Pictures stay out; everything else in the records below gets copied exactly.
[Entries provided Boundary: Start]
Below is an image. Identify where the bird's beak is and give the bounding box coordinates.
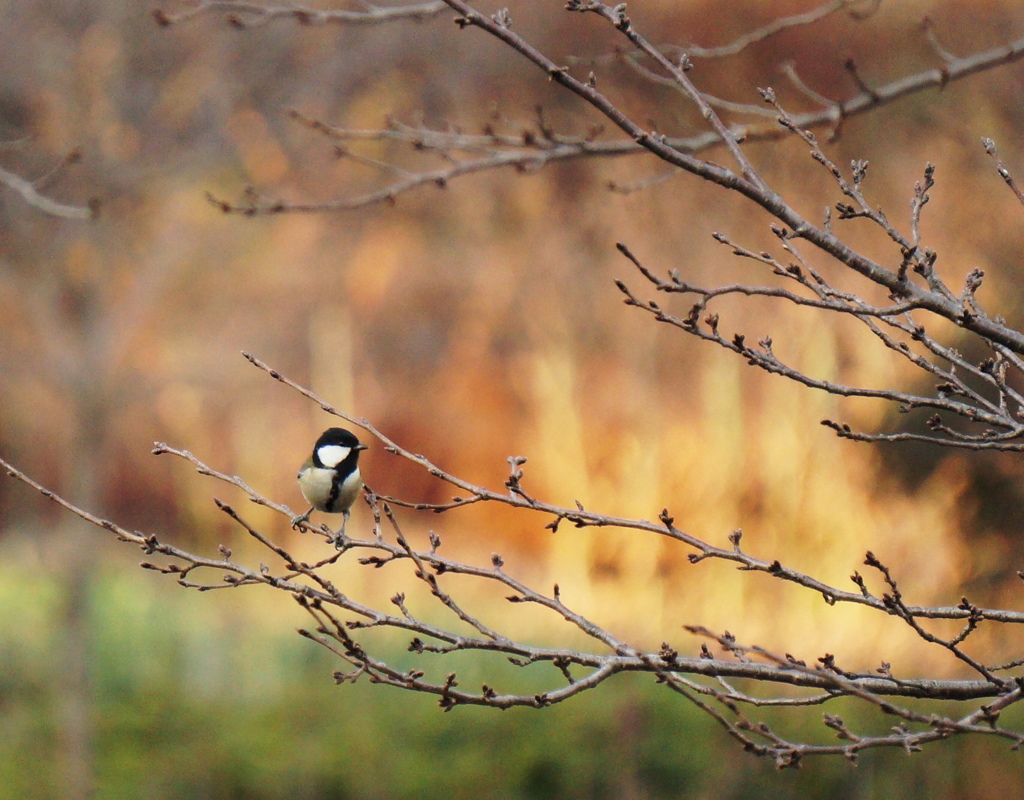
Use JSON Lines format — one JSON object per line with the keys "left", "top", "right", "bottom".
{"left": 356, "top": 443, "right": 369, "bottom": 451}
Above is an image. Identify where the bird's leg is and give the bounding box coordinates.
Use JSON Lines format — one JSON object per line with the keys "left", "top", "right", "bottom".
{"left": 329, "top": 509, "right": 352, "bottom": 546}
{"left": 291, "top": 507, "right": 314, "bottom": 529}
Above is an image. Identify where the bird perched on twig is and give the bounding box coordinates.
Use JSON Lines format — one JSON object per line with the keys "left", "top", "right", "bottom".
[Entries provided Boundary: End]
**Answer box:**
Below is an image. Identify where the bird's beak is and give the bounding box coordinates.
Use JSON Lines format — one JSON object per line with the keys "left", "top", "right", "bottom".
{"left": 356, "top": 443, "right": 369, "bottom": 451}
Above is an image. Identify where the bird's leg is and give the bounding box coordinates.
Use JSON Lines format — one JSON object per line with the keys "left", "top", "right", "bottom".
{"left": 329, "top": 509, "right": 352, "bottom": 546}
{"left": 291, "top": 507, "right": 314, "bottom": 529}
Above is an image. Identify where the bird perched on twig is and give the bounding box coordinates.
Use JSON Lines format — one JSON object per line with the keys "left", "top", "right", "bottom".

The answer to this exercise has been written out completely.